▶ _WHAT IS REQUIRED_
Reproduce every one of the lines below word for word, keeping their original order.

======== GIVEN INFORMATION ========

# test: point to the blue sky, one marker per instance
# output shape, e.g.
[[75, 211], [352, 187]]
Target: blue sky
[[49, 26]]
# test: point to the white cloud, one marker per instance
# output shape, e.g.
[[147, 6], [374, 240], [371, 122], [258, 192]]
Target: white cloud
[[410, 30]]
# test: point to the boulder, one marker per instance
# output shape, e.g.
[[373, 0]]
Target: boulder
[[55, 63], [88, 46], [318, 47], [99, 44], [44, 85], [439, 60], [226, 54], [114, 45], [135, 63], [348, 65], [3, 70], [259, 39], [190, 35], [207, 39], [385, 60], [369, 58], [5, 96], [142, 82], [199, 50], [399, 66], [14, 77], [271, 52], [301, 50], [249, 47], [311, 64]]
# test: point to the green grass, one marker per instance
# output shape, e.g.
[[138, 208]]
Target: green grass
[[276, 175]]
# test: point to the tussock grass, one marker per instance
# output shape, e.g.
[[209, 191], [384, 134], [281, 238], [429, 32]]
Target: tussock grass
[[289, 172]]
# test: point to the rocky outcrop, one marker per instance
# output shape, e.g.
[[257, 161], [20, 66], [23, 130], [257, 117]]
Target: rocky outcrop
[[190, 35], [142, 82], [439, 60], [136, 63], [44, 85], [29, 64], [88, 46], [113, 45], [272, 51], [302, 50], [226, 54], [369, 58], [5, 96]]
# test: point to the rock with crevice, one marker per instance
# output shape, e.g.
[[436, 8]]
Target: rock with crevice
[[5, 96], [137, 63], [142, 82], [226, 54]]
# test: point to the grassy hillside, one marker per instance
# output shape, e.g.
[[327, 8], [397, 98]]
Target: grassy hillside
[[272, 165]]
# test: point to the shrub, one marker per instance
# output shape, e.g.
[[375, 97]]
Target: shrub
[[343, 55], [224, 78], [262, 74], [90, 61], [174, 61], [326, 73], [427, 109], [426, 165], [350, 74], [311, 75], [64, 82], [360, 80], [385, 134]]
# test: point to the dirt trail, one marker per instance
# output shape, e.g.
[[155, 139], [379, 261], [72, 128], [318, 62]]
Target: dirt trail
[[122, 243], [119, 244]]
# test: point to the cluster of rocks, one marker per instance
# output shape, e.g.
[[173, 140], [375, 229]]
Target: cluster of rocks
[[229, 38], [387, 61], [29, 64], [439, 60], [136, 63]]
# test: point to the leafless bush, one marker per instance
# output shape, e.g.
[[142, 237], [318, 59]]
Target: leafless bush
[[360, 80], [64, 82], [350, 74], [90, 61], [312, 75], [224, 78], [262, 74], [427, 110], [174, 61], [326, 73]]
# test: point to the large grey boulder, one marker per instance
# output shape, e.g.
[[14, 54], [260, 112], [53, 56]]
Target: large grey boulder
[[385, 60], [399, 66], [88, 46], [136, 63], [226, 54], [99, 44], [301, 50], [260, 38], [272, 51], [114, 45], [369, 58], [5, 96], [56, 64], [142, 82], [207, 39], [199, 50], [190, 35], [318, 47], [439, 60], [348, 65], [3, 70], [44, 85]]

========

▶ _EXPECTED ANSWER_
# test: point to the blue sky, one marker per instance
# output shape, e.g.
[[75, 211], [352, 187]]
Target: blue sky
[[49, 26]]
# test: point to the white cloud, one marker per instance
# output shape, e.g.
[[147, 6], [374, 240], [371, 122], [258, 192]]
Target: white cloud
[[410, 30]]
# test: point to the boulder, one marker per instance
# output shape, e.g.
[[373, 0]]
Target: boulder
[[55, 63], [88, 46], [318, 47], [99, 44], [44, 85], [439, 60], [226, 54], [114, 45], [135, 63], [348, 65], [3, 70], [259, 39], [190, 35], [207, 39], [385, 60], [369, 58], [5, 96], [142, 82], [199, 50], [399, 66], [14, 77], [271, 52], [301, 50], [249, 47], [311, 64]]
# test: point to the green grass, one marker per instance
# output shape, e.g.
[[138, 208]]
Target: green grass
[[276, 175]]
# test: point to the tussock grass, one marker per instance
# output shape, e.g.
[[209, 191], [384, 134], [281, 238], [429, 32]]
Target: tussock grass
[[289, 172]]
# test: point to the rocky outcrop, one marker per instance
# output shape, e.g.
[[257, 161], [20, 66], [23, 130], [257, 117]]
Target: rocky outcrop
[[190, 35], [142, 82], [439, 60], [136, 63], [44, 85], [29, 64], [88, 46], [113, 45], [272, 51], [302, 50], [226, 54], [369, 58], [5, 96]]
# test: point to the rock with crevice, one marker per instance
# output shape, e.g.
[[436, 8]]
Target: rock with crevice
[[5, 96], [137, 63], [142, 82], [226, 54]]
# test: point to the grassy hillside, one marker per instance
# output shape, e.g.
[[327, 8], [397, 98]]
Target: grassy hillside
[[272, 165]]
# test: point to the shrub, one marker per instance
# output shape, e.g.
[[375, 97]]
Target: shrub
[[343, 55], [224, 78], [262, 74], [90, 61], [174, 61], [326, 73], [427, 109], [426, 165], [350, 74], [311, 75], [64, 82], [360, 80], [385, 134]]
# test: point to the dirt trail, one marker per instance
# output shape, e.g.
[[155, 139], [379, 261], [72, 128], [318, 62]]
Target: dirt trail
[[122, 243], [119, 244]]
# test: point to the cluster of rocks, one marker per instance
# output shape, e.g.
[[173, 140], [375, 229]]
Target: cluster of rocks
[[229, 38], [387, 61], [29, 64], [439, 60], [136, 63]]
# test: point to the leafless bush, one marker per instance
# output shape, e.g.
[[142, 237], [318, 59]]
Target: leafless bush
[[360, 80], [64, 82], [350, 74], [90, 61], [312, 75], [224, 78], [262, 74], [427, 110], [174, 61], [326, 73]]
# test: point to the large grey boulder, one marker per instance
# output shape, e.g.
[[14, 54], [260, 112], [53, 56]]
Target: large grey boulder
[[385, 60], [399, 66], [88, 46], [136, 63], [226, 54], [99, 44], [301, 50], [260, 38], [272, 51], [114, 45], [369, 58], [5, 96], [56, 64], [142, 82], [207, 39], [199, 50], [190, 35], [318, 47], [439, 60], [348, 65], [3, 70], [44, 85]]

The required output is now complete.